■ PASSAGE PROVIDED:
Sobeys at Dupont is closing October 7th.

Sobeys Urban Fresh at Yonge/St. Clair is closing in October as well; it's due to become a Farm Boy and will re-open as such in fiscal 2023.

That, date, btw, is almost certainly in 2022, as Empire's fiscal year typically ends in the first week of May, so fiscal 2023 will be May 2022-April 2023.
 
Celebrity chef Mark McEwan’s restaurant and gourmet foods business files for creditor protection, citing cash crunch (paywalled)

"Toronto-based McEwan Enterprises Inc. was struggling even before the COVID-19 pandemic resulted in temporary closings and reduced traffic at its locations. The company has not been profitable since 2017, according to court documents." He wants to dump his Yonge & Bloor store, as well as Fabbrica in Don Mills

McEwan's name carries clout among culinary circles in this town, but he seems to find him in periods of financial trouble through the years. I've read this Toronto Life article before, where in the 90's he had to get bailed out by one of Latner boys who he was friends with.

■ WHAT THIS EXERCISE ASKS:
- 1) Name each store in the passage on store closings that is said to be closing or that its owner wants to get rid of.
- 2) Using the passage on store closings, answer each question on its own line:
(a) On what date is Sobeys at Dupont closing?
(b) What is Sobeys Urban Fresh at Yonge/St. Clair set to become?
(c) According to court documents, since what year has McEwan Enterprises Inc. not been profitable?
- 3) From the passage on store closings, output the part that opens with the words containing "Sobeys Urban Fresh" and closes with "May 2022-April 2023.", copied word for word.
This data comes from a different source than the passage on store closings.

(Image point grounding data)
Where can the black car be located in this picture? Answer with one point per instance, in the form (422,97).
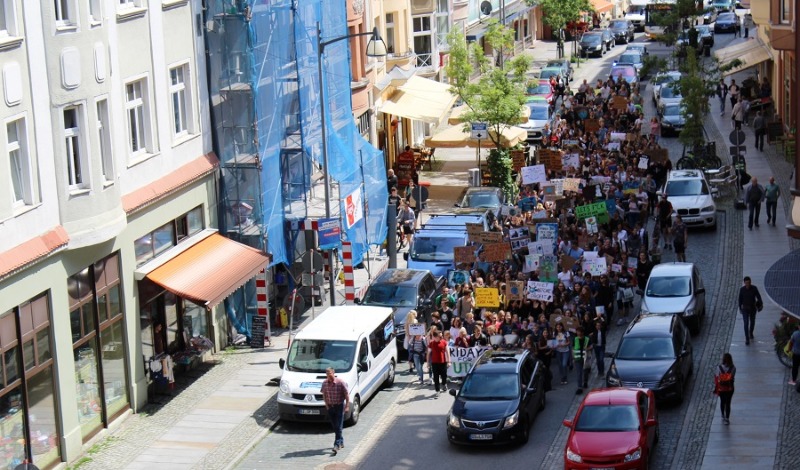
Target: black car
(655,352)
(592,43)
(404,290)
(623,30)
(498,400)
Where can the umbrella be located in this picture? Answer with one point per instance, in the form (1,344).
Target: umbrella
(456,137)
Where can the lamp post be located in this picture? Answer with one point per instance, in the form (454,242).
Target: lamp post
(375,48)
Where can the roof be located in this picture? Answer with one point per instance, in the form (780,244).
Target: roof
(210,270)
(345,322)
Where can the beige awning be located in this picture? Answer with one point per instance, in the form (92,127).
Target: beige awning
(458,112)
(456,137)
(421,99)
(750,51)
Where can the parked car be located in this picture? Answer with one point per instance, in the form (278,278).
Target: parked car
(591,44)
(661,80)
(691,198)
(608,38)
(676,288)
(727,22)
(671,119)
(655,352)
(613,428)
(404,290)
(498,400)
(564,66)
(630,58)
(623,30)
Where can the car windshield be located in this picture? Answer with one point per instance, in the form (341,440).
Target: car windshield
(392,295)
(608,418)
(696,187)
(313,355)
(434,248)
(636,348)
(668,286)
(488,386)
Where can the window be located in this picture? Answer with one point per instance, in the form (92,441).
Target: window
(180,105)
(135,106)
(21,190)
(72,144)
(63,13)
(104,139)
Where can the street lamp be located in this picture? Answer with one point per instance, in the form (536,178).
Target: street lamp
(375,48)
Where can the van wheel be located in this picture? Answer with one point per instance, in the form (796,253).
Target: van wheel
(355,411)
(390,378)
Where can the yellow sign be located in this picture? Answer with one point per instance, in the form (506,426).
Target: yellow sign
(487,297)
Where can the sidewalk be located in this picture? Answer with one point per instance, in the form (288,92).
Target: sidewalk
(753,439)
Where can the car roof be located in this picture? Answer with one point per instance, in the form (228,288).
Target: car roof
(612,396)
(651,326)
(501,360)
(410,277)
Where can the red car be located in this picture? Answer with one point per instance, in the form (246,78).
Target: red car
(615,428)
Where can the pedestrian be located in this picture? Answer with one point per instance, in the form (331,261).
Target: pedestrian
(760,127)
(722,94)
(794,346)
(680,237)
(337,402)
(723,385)
(750,303)
(754,196)
(773,192)
(438,361)
(581,350)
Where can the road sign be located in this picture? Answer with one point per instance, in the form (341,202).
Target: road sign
(479,130)
(736,137)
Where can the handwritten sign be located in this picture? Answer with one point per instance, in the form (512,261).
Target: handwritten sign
(533,174)
(540,291)
(488,297)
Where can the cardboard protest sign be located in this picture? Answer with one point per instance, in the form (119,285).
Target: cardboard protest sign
(488,297)
(540,291)
(493,252)
(463,255)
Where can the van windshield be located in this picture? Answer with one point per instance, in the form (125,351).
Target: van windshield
(316,355)
(434,248)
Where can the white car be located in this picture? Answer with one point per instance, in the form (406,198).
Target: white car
(690,196)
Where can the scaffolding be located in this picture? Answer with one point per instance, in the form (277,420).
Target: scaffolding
(265,105)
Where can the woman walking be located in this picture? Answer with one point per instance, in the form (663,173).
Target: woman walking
(723,386)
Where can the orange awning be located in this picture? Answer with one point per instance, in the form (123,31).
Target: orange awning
(601,6)
(210,270)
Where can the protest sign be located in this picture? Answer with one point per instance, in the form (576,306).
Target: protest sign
(461,359)
(488,297)
(494,252)
(540,291)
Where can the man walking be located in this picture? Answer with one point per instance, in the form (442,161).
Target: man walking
(337,402)
(753,196)
(750,303)
(773,192)
(760,126)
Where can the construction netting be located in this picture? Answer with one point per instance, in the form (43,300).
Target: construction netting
(266,114)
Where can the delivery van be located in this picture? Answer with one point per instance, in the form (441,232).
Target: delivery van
(357,341)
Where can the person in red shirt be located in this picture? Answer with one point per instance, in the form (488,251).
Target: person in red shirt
(438,360)
(337,402)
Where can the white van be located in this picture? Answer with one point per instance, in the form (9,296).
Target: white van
(357,341)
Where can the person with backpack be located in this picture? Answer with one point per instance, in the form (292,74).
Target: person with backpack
(723,385)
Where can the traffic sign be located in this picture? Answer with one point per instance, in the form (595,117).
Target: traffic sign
(736,137)
(479,130)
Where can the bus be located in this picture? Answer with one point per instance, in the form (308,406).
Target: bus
(654,13)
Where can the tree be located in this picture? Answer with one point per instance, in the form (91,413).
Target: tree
(495,98)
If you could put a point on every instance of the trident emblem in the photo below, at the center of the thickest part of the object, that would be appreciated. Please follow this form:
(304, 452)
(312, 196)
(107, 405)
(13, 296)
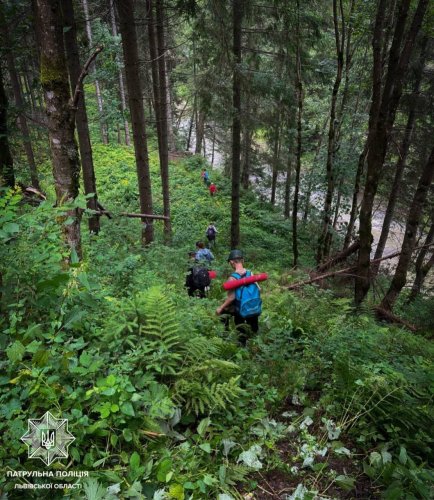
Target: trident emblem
(48, 439)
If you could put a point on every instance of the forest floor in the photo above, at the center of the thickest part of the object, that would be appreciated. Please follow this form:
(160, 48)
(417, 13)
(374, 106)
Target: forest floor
(325, 403)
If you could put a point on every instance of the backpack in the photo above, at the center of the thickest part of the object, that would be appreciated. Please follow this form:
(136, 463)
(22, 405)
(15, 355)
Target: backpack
(201, 277)
(248, 301)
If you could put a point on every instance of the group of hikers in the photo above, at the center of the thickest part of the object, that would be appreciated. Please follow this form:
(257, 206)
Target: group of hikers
(243, 303)
(206, 180)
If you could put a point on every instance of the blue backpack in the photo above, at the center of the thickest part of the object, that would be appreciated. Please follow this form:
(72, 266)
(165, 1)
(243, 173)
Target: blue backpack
(248, 301)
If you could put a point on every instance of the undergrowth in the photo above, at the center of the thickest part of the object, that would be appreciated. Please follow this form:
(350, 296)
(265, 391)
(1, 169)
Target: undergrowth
(162, 401)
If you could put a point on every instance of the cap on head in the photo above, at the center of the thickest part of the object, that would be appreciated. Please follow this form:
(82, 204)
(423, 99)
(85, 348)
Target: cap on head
(235, 254)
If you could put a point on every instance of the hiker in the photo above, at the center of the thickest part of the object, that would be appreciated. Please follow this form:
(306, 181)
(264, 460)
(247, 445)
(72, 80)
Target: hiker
(197, 278)
(205, 177)
(243, 303)
(203, 253)
(210, 233)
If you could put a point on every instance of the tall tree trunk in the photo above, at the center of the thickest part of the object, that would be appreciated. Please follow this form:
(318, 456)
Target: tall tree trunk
(401, 163)
(275, 161)
(22, 120)
(120, 78)
(171, 143)
(381, 118)
(55, 85)
(355, 200)
(85, 147)
(237, 16)
(19, 101)
(7, 175)
(213, 146)
(413, 220)
(311, 176)
(200, 130)
(337, 207)
(288, 180)
(299, 85)
(422, 268)
(26, 88)
(247, 144)
(164, 153)
(331, 147)
(103, 126)
(134, 87)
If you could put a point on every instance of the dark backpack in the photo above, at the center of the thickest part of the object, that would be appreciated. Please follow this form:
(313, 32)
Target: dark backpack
(201, 277)
(210, 232)
(248, 301)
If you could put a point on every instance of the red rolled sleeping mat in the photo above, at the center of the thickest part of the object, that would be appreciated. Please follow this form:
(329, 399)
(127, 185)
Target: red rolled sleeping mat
(230, 285)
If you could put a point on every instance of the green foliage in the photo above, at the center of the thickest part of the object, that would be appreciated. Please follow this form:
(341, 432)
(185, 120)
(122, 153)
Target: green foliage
(161, 400)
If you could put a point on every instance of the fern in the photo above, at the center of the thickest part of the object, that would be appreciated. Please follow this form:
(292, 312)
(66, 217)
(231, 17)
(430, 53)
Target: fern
(186, 361)
(200, 397)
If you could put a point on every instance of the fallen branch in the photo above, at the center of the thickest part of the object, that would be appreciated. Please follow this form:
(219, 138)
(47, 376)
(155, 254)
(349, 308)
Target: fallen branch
(348, 269)
(135, 216)
(32, 190)
(389, 316)
(102, 209)
(84, 72)
(144, 216)
(340, 257)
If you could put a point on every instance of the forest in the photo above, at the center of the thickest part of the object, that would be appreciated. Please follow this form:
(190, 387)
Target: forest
(152, 154)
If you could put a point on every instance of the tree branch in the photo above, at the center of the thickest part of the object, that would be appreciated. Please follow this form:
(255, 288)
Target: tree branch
(84, 72)
(347, 269)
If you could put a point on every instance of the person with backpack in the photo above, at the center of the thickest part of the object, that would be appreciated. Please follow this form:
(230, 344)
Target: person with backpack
(206, 177)
(197, 280)
(210, 233)
(243, 303)
(202, 253)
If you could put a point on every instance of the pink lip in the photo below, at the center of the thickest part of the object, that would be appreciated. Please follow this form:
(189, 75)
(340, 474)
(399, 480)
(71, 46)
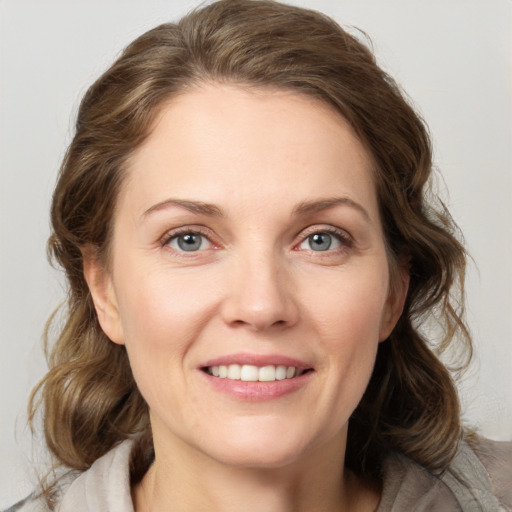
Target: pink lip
(256, 391)
(257, 360)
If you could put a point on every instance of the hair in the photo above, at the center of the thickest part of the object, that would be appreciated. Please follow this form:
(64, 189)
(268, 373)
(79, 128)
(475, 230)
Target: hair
(89, 399)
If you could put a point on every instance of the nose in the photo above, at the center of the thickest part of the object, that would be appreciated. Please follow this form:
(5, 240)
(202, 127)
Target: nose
(259, 294)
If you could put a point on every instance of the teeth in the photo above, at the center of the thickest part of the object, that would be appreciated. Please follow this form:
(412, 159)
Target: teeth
(250, 373)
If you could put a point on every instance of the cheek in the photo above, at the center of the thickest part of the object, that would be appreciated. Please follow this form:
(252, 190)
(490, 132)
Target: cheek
(162, 315)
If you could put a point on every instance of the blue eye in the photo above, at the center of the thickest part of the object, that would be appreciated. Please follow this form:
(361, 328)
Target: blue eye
(189, 242)
(321, 241)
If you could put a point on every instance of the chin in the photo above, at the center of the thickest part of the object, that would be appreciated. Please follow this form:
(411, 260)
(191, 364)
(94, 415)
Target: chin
(260, 447)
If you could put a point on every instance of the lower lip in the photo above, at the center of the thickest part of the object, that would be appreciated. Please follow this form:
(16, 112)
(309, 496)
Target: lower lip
(257, 391)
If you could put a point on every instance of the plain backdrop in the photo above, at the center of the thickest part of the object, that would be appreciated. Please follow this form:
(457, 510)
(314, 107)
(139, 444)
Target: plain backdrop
(451, 56)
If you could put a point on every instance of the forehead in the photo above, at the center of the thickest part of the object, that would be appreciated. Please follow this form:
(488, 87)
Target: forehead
(225, 142)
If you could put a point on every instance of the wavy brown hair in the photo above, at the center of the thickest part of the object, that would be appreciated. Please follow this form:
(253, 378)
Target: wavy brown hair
(89, 398)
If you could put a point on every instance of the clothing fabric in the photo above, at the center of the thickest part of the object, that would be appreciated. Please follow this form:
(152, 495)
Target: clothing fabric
(479, 479)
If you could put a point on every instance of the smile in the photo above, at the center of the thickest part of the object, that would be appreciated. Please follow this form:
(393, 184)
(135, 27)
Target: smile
(251, 373)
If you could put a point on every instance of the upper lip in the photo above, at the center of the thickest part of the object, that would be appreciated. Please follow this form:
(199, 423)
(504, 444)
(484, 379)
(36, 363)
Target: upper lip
(257, 360)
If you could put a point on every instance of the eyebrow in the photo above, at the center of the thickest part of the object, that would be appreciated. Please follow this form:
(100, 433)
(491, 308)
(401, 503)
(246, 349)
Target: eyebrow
(308, 207)
(191, 206)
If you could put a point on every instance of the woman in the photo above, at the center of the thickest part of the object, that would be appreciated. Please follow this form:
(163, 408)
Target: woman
(243, 221)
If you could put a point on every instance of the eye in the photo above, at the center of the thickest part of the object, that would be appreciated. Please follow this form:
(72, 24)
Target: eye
(189, 242)
(323, 240)
(320, 242)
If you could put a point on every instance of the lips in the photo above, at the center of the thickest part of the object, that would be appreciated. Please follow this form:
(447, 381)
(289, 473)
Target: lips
(256, 377)
(253, 373)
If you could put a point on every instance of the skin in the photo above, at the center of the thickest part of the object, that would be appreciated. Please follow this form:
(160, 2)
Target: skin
(255, 286)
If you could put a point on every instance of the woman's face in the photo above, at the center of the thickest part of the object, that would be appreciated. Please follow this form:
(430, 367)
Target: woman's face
(247, 242)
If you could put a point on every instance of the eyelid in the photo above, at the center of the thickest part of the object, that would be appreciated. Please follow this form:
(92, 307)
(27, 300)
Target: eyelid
(342, 235)
(185, 230)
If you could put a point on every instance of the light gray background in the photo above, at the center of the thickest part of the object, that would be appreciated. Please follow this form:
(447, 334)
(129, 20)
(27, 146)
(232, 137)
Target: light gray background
(451, 56)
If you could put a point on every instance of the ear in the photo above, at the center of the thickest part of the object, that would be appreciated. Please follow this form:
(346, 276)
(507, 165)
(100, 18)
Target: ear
(100, 284)
(399, 286)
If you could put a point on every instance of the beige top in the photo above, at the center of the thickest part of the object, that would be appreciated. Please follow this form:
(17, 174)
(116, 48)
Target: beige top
(478, 480)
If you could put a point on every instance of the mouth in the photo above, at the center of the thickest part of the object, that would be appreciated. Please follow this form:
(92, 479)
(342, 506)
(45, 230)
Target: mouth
(253, 373)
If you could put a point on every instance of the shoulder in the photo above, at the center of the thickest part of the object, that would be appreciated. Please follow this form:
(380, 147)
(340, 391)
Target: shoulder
(105, 483)
(496, 457)
(478, 479)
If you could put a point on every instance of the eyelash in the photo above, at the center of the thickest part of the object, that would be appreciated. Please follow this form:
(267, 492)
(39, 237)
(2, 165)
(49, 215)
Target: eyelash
(342, 236)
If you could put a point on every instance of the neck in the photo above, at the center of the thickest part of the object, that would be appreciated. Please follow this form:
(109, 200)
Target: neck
(196, 482)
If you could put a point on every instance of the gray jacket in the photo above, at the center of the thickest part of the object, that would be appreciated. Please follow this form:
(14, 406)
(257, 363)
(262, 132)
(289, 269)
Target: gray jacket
(478, 480)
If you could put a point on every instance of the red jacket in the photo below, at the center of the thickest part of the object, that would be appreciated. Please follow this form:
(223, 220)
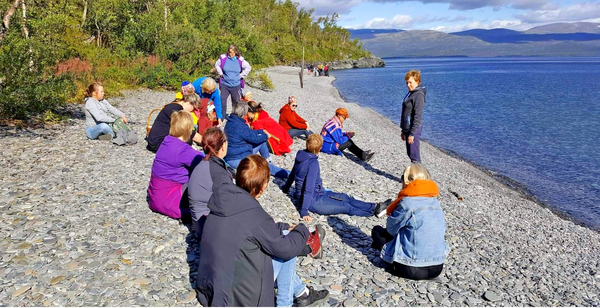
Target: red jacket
(289, 119)
(280, 146)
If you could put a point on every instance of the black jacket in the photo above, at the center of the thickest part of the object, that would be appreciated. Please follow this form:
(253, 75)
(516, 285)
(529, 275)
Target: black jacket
(238, 241)
(412, 107)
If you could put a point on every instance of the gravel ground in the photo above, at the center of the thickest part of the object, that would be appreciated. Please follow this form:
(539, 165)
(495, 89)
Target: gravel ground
(75, 228)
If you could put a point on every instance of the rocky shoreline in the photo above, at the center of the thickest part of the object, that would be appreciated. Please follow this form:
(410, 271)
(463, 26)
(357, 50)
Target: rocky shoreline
(75, 228)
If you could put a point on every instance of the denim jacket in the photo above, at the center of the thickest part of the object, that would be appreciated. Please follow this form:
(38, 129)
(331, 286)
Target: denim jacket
(418, 227)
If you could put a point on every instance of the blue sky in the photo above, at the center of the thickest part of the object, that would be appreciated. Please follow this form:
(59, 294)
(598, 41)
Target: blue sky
(454, 15)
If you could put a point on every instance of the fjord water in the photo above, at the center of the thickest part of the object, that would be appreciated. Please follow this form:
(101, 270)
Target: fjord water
(534, 120)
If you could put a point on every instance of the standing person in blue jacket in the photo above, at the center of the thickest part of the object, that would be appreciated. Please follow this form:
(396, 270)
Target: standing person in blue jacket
(206, 87)
(335, 140)
(244, 141)
(307, 174)
(411, 122)
(233, 69)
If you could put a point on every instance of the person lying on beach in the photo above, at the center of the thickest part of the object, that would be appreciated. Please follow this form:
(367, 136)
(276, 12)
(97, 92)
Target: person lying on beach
(280, 141)
(206, 87)
(170, 169)
(291, 121)
(413, 241)
(335, 140)
(100, 115)
(244, 141)
(314, 198)
(160, 127)
(245, 253)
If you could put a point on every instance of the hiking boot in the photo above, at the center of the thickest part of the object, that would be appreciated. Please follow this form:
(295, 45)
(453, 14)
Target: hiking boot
(381, 208)
(105, 137)
(315, 240)
(313, 298)
(368, 156)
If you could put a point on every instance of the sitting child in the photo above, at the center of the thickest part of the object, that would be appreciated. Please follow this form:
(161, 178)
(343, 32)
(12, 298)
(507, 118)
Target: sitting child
(413, 240)
(100, 115)
(279, 141)
(335, 140)
(244, 252)
(307, 174)
(171, 168)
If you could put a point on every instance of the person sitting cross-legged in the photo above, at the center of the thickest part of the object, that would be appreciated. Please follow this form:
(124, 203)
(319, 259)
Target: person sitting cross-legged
(314, 198)
(244, 141)
(335, 140)
(413, 240)
(244, 253)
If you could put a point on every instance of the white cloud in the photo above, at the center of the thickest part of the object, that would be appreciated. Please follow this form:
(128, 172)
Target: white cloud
(574, 12)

■ ANSWERS BY ITEM NUMBER:
- 1)
Sobeys at Dupont
Sobeys Urban Fresh at Yonge/St. Clair
McEwan's Yonge & Bloor store
Fabbrica in Don Mills

- 2)
(a) October 7th
(b) A Farm Boy
(c) 2017

- 3)
Sobeys Urban Fresh at Yonge/St. Clair is closing in October as well; it's due to become a Farm Boy and will re-open as such in fiscal 2023.

That, date, btw, is almost certainly in 2022, as Empire's fiscal year typically ends in the first week of May, so fiscal 2023 will be May 2022-April 2023.